== Aim ==
Convert the records below into a JSON list of strings, with each line as its own string and blank lines left out.

== Records to use ==
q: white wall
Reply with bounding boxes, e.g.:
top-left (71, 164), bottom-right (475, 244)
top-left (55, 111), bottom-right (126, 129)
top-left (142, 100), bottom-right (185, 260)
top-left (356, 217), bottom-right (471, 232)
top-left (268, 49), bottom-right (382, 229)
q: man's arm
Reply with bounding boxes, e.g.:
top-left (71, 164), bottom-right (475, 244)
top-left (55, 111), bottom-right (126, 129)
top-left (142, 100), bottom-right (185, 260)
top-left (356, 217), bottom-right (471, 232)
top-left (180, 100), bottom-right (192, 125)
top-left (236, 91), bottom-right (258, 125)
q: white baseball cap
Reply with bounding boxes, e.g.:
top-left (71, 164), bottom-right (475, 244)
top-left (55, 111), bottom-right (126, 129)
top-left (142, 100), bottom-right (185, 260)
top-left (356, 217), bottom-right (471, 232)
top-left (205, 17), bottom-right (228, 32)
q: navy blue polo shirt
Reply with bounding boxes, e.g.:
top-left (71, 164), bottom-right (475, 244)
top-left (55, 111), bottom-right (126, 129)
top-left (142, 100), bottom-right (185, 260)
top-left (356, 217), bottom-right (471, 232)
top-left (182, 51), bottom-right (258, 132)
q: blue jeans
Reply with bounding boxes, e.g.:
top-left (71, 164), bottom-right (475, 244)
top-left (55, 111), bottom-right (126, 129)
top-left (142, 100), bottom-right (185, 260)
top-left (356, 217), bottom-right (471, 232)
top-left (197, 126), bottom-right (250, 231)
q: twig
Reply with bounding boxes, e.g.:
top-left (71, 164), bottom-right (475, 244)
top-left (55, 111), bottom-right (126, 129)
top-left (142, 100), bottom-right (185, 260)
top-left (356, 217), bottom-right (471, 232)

== Written reply ==
[
  "q: white wall",
  "Reply with bounding boxes, e.g.:",
  "top-left (71, 164), bottom-right (475, 244)",
  "top-left (55, 111), bottom-right (126, 129)",
  "top-left (142, 100), bottom-right (185, 260)",
  "top-left (356, 217), bottom-right (471, 232)",
  "top-left (268, 49), bottom-right (382, 229)",
  "q: man's arm",
  "Reply with bounding boxes, e.g.:",
  "top-left (71, 164), bottom-right (475, 244)",
  "top-left (55, 111), bottom-right (126, 129)",
  "top-left (142, 100), bottom-right (185, 260)",
  "top-left (356, 217), bottom-right (471, 232)",
  "top-left (180, 100), bottom-right (192, 125)",
  "top-left (236, 91), bottom-right (258, 125)",
  "q: white baseball cap",
  "Reply with bounding boxes, e.g.:",
  "top-left (71, 164), bottom-right (475, 244)",
  "top-left (55, 111), bottom-right (126, 129)",
  "top-left (142, 100), bottom-right (185, 260)",
  "top-left (356, 217), bottom-right (471, 232)",
  "top-left (205, 17), bottom-right (228, 32)",
  "q: navy blue polo shirt",
  "Reply with bounding boxes, e.g.:",
  "top-left (71, 164), bottom-right (475, 244)",
  "top-left (55, 111), bottom-right (126, 129)",
  "top-left (142, 100), bottom-right (185, 260)",
  "top-left (356, 217), bottom-right (471, 232)",
  "top-left (182, 51), bottom-right (258, 132)",
  "q: blue jeans",
  "Reply with bounding boxes, e.g.:",
  "top-left (71, 164), bottom-right (475, 244)",
  "top-left (55, 111), bottom-right (126, 129)",
  "top-left (142, 100), bottom-right (185, 260)",
  "top-left (356, 217), bottom-right (471, 232)",
  "top-left (197, 126), bottom-right (250, 231)",
  "q: twig",
  "Reply with bounding boxes, e.g.:",
  "top-left (71, 164), bottom-right (475, 244)",
  "top-left (55, 111), bottom-right (126, 129)",
  "top-left (142, 100), bottom-right (185, 260)",
  "top-left (356, 217), bottom-right (471, 232)"
]